Source data
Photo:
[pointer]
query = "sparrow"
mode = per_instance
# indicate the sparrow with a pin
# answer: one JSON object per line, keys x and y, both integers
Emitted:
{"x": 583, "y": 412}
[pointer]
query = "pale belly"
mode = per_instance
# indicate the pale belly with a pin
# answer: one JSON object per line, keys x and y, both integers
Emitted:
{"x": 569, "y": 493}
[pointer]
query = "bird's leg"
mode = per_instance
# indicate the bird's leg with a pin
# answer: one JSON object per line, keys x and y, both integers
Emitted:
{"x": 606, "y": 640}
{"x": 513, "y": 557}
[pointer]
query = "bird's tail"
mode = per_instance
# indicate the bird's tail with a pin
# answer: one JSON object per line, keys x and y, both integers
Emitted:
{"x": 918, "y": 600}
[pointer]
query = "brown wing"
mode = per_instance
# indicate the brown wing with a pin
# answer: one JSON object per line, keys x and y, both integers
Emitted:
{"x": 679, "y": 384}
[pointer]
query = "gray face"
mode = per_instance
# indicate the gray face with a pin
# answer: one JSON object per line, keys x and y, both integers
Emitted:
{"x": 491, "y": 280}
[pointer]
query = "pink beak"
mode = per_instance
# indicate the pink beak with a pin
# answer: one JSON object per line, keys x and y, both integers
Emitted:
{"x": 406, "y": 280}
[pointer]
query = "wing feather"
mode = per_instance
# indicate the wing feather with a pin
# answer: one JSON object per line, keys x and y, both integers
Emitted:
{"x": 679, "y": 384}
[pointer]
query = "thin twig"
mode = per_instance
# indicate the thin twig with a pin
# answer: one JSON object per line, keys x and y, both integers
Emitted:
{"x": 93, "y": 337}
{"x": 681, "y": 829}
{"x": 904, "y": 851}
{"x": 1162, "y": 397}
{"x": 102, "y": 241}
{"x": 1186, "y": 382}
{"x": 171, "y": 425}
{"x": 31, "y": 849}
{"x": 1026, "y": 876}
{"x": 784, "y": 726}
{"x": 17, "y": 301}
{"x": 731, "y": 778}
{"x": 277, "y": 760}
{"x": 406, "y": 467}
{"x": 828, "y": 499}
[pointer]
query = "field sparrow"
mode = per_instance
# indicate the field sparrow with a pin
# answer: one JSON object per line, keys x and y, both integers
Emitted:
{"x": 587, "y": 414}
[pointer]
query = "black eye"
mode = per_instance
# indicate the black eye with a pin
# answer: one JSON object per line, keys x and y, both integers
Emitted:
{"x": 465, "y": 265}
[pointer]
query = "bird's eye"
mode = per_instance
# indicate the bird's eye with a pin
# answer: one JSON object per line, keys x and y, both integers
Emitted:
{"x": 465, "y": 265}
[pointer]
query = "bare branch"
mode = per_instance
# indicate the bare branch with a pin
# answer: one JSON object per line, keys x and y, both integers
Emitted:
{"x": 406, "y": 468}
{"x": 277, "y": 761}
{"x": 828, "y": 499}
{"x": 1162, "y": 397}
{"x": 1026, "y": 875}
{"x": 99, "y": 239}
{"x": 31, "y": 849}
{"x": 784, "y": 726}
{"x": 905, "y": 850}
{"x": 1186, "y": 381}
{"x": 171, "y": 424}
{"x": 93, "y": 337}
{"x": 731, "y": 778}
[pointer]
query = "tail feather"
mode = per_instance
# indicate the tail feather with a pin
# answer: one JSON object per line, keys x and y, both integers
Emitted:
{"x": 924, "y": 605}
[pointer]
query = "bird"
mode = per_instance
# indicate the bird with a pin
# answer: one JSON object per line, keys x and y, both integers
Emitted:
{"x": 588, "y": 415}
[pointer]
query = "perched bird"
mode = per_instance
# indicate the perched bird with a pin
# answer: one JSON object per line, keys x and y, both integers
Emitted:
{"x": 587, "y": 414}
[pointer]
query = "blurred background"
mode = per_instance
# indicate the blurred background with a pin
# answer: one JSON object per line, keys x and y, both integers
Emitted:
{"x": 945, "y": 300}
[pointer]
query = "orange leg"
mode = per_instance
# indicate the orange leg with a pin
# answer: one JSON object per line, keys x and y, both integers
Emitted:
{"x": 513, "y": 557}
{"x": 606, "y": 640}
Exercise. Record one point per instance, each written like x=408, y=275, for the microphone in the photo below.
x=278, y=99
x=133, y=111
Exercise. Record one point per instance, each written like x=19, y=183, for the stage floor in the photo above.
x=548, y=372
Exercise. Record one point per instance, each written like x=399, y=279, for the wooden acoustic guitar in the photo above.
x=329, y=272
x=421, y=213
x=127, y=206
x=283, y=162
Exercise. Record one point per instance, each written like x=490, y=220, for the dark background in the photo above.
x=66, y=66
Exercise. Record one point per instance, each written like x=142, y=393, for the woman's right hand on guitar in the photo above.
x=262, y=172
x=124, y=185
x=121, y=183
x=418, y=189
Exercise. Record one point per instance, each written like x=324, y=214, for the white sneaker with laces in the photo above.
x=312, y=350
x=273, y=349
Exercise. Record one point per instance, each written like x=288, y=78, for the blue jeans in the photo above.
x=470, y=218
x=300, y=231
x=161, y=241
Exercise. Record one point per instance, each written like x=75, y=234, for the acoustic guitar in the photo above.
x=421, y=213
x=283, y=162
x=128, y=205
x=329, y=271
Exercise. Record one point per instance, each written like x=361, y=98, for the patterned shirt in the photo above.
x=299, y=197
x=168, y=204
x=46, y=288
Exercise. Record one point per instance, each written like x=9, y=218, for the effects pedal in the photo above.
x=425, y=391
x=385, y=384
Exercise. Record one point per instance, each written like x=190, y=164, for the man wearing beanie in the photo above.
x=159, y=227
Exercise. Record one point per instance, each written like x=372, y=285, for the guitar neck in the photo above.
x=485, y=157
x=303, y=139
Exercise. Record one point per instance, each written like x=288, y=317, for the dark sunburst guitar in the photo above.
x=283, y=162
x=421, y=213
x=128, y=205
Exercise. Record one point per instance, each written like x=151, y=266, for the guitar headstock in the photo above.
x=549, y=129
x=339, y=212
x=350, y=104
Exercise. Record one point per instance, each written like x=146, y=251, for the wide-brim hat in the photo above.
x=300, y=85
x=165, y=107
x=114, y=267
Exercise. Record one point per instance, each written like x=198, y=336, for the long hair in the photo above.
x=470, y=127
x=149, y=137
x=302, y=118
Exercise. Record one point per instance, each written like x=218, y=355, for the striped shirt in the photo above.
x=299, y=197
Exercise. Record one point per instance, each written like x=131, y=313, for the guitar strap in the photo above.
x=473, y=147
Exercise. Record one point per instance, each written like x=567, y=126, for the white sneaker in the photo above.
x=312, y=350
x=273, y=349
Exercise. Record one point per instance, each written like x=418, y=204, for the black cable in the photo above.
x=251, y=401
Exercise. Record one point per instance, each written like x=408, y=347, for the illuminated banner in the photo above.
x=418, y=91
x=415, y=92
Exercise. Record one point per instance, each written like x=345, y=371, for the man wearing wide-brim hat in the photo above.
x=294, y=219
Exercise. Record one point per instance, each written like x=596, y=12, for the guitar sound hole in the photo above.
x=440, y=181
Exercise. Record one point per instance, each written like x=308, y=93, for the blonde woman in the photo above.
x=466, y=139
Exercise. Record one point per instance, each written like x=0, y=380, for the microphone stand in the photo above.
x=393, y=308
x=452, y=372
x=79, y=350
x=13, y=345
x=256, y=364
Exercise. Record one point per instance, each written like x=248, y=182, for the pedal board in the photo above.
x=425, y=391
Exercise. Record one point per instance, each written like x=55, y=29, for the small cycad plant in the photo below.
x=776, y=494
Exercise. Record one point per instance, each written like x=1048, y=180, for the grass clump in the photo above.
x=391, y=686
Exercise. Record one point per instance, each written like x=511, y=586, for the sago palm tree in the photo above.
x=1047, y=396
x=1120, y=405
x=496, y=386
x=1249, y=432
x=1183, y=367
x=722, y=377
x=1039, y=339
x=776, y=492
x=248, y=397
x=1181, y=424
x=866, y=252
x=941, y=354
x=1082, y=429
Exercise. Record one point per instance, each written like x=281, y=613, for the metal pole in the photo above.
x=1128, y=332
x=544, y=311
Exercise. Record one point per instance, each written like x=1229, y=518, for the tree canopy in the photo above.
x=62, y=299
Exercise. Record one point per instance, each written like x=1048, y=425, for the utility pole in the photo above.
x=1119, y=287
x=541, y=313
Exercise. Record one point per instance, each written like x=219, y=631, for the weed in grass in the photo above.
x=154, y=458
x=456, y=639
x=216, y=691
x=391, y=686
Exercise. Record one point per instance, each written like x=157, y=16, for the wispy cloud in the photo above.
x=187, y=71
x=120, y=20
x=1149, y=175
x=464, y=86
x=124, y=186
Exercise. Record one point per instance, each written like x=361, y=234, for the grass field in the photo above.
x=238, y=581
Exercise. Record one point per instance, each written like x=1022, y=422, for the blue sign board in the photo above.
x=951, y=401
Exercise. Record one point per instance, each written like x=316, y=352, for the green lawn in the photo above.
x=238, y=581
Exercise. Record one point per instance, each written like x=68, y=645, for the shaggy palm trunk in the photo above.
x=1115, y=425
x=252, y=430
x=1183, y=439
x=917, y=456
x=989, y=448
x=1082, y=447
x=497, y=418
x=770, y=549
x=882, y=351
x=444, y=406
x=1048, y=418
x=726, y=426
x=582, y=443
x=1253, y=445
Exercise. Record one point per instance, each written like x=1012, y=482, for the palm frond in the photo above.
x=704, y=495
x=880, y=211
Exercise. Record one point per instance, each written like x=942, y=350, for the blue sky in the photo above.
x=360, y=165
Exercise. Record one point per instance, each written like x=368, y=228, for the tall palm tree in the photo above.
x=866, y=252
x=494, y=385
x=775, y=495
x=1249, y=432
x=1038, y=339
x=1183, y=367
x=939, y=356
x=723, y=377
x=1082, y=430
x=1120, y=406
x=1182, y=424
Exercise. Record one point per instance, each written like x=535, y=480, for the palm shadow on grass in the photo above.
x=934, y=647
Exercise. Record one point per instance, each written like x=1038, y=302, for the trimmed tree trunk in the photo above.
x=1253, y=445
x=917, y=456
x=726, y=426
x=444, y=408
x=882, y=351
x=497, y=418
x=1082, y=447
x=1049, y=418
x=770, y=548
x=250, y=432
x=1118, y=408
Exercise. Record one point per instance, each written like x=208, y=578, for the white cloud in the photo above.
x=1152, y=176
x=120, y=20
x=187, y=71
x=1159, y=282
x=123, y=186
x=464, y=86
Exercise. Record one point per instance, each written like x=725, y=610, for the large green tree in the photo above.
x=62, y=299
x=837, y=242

Task statement
Output only the lines from the top of the entries through the one holding "# indicate the brown wing with a pin", copied exactly.

Response to this task
Photo:
[pointer]
query = "sparrow"
mode = per_instance
# indicate the sparrow with a pin
# answer: one JSON object per line, keys x and y, both integers
Emitted:
{"x": 583, "y": 412}
[pointer]
query = "pale belly"
mode = per_instance
# indicate the pale belly with a pin
# answer: one JSON object per line, keys x and y, both integers
Emitted:
{"x": 569, "y": 493}
[pointer]
query = "bird's leg"
mode = per_instance
# indicate the bird's leg with a pin
# answer: one JSON object per line, keys x and y, both integers
Emitted:
{"x": 606, "y": 640}
{"x": 513, "y": 557}
[pointer]
query = "bird's tail"
mode = per_instance
# indicate the bird's tail with a pin
# answer: one JSON object per line, keys x and y, both integers
Emitted:
{"x": 918, "y": 600}
[pointer]
query = "brown wing"
mode = per_instance
# indicate the brown wing with a pin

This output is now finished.